**EXERCISE BRIEF:** Reproduce all of the listing below without alteration.
────────────────
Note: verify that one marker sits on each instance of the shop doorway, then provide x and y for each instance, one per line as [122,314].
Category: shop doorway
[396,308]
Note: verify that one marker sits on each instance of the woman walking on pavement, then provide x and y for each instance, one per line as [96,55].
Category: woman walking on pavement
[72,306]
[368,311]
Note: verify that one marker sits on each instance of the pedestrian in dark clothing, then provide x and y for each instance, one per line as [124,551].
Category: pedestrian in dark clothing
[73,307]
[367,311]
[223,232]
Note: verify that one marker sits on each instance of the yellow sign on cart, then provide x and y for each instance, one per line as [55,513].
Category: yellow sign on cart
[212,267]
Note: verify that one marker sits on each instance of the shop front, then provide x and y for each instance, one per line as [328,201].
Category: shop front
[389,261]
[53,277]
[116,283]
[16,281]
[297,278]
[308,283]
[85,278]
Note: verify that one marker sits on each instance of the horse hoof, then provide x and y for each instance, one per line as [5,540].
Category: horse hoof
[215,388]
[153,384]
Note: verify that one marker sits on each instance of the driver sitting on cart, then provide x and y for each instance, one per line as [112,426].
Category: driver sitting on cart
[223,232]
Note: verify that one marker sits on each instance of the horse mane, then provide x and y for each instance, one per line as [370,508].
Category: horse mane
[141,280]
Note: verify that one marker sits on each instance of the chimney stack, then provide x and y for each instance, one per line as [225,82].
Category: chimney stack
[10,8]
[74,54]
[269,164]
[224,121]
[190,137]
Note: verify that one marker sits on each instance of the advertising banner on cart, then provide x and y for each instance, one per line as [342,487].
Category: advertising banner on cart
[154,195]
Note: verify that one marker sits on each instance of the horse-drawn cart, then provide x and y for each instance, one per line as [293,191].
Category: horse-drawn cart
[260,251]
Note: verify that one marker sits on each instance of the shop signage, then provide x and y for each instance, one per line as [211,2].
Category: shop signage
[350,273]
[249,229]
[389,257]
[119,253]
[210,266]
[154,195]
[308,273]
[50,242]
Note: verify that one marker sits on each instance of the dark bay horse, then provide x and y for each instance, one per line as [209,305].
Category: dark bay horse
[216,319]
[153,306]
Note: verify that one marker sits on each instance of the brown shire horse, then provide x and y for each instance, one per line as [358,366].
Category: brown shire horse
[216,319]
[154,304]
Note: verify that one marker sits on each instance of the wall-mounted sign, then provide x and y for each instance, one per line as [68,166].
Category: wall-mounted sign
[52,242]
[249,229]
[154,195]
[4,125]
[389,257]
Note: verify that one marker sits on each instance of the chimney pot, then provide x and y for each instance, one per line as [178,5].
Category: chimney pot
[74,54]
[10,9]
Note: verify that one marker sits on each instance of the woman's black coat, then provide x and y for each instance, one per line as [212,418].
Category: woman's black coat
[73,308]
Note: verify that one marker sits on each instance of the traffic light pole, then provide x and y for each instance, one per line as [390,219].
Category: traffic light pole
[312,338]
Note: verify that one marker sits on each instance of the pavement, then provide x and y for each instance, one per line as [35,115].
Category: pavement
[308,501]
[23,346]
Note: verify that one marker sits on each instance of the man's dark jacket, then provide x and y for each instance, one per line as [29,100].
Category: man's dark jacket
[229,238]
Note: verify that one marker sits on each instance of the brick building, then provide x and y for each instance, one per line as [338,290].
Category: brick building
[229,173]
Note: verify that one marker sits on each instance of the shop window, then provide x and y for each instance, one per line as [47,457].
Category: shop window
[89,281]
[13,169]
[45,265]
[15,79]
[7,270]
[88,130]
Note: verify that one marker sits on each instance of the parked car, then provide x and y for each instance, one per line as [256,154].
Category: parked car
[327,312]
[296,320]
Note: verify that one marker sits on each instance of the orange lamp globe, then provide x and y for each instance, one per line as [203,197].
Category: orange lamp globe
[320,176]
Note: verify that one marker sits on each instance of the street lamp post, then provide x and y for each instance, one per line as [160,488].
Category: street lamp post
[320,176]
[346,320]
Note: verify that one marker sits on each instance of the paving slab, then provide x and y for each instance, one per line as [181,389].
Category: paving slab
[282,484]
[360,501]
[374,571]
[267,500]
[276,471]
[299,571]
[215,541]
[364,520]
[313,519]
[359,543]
────────────────
**EXERCISE RESULT:**
Note: verify that one marker sits on each instance of the shop doorway, then provide x and y for each instance, one per line as [122,314].
Category: shop doorway
[396,308]
Note: verify that one marker sits on each instance of the woman walking on pavement, then provide x and y for each instance, one per line as [96,55].
Category: woman walking on pavement
[72,306]
[368,311]
Note: verify that one marker sits on each instance of the pedestrian in dark clothing, then provide x and y for each instance, one per line as [124,551].
Category: pedestrian in dark clothing
[73,307]
[367,311]
[223,232]
Note: verify that one marker sits on each instance of the yellow sign on cart, then provide x and y for each instance, one per line as [55,513].
Category: yellow sign on cart
[212,267]
Note: verify that one marker sits on each instance of the shop front, then provide x and y for each instance, one per line as [328,201].
Category: shop front
[389,261]
[53,277]
[116,283]
[16,281]
[297,278]
[308,283]
[85,278]
Note: verify that one marker sits on each instance of the horse hoof, then provide x and y for each instance, one per line as [5,540].
Category: horse hoof
[215,388]
[153,384]
Note: verify that one marker sits on each instance of the driver sitting on cart, then provide x and y for each instance, one per line as [112,426].
Category: driver sitting on cart
[223,232]
Note: verify that one marker sits on each instance of the horse mane, then provide x and y for each instance, one per line as [370,508].
Category: horse mane
[141,280]
Note: verify that one marker sits on each instance of the chimney stack, then provide x and y for each instance, one per line as [225,82].
Category: chimney stack
[10,8]
[74,54]
[269,164]
[224,121]
[190,137]
Note: verify that one marker sits on each instance of the advertising banner on cart, then provide x and y for each instance, one per line as [342,487].
Category: advertising banner on cart
[154,195]
Note: verify that one marker sits on each instance of the horse-drawn cart, then provide x and y for each instance, one per line as [293,191].
Category: horse-drawn cart
[260,251]
Note: verify that one marker sits on each instance of the shop signage, then provide x and y for each instance, one per line as [211,2].
Category: shop signage
[350,273]
[249,229]
[389,257]
[119,253]
[210,266]
[154,195]
[308,273]
[50,242]
Note: verify that one marker sits on each instance of the dark bay horse, then provide x and y for each instance, one per line as [209,305].
Category: dark bay horse
[216,319]
[153,306]
Note: verify that one marker sits on each instance of the brown shire horse, then provide x and y for each instance, one per line as [358,366].
Category: brown shire horse
[216,319]
[154,304]
Note: verify that one marker sits on each instance of the wall-mounted sign, then provide x and y for each instance, one per line as [68,166].
Category: wall-mounted sign
[52,242]
[249,229]
[154,195]
[4,125]
[389,257]
Note: verify that one marker sits on each instance of the chimney pot, then provide x and y for each instance, one per line as [178,5].
Category: chimney pot
[74,54]
[10,9]
Note: verify that one marker sits on each instance of the woman's black coat, then provide x and y for each instance, one per line as [212,418].
Category: woman's black coat
[73,308]
Note: verify that one marker sits on each instance of the traffic light pole, then provide x and y for each instance, one per line as [390,219].
Category: traffic light pole
[312,338]
Note: verify that one marker sits on each instance of the pavement, then provide x and y for each instance, one per line as [35,115].
Category: pavement
[308,501]
[23,346]
Note: verify that one marker sits on each instance of the man's dark jacket, then provide x and y for each instance, one per line as [29,100].
Category: man's dark jacket
[229,238]
Note: verify that one marker sits on each instance of the brick building, then provide x and y for each instance, one per line as [338,290].
Category: brick building
[229,173]
Note: verify that one marker sits on each instance of the shop window, then provide x and y for each instance, one per line as [47,457].
Category: shop window
[89,281]
[13,169]
[45,265]
[15,79]
[7,270]
[88,130]
Note: verify that one marker sits on each instance of the parked car, then provide x and y for each instance, one per line as [256,154].
Category: parked car
[327,312]
[296,320]
Note: verify that one marker sits on each instance of the orange lamp globe, then provide x and y for each instance, one per line as [203,197].
Category: orange lamp globe
[320,176]
Note: verify that one marker sits on each instance of the street lamp post, then provide x and y for each instance, one per line as [160,488].
Category: street lamp post
[320,176]
[346,320]
Note: verify that one marker sits on each instance of the paving slab, then provide x and y for each instance, one per line as [181,389].
Category: paving slab
[282,484]
[360,501]
[374,571]
[267,500]
[276,471]
[299,571]
[215,541]
[364,520]
[313,519]
[359,543]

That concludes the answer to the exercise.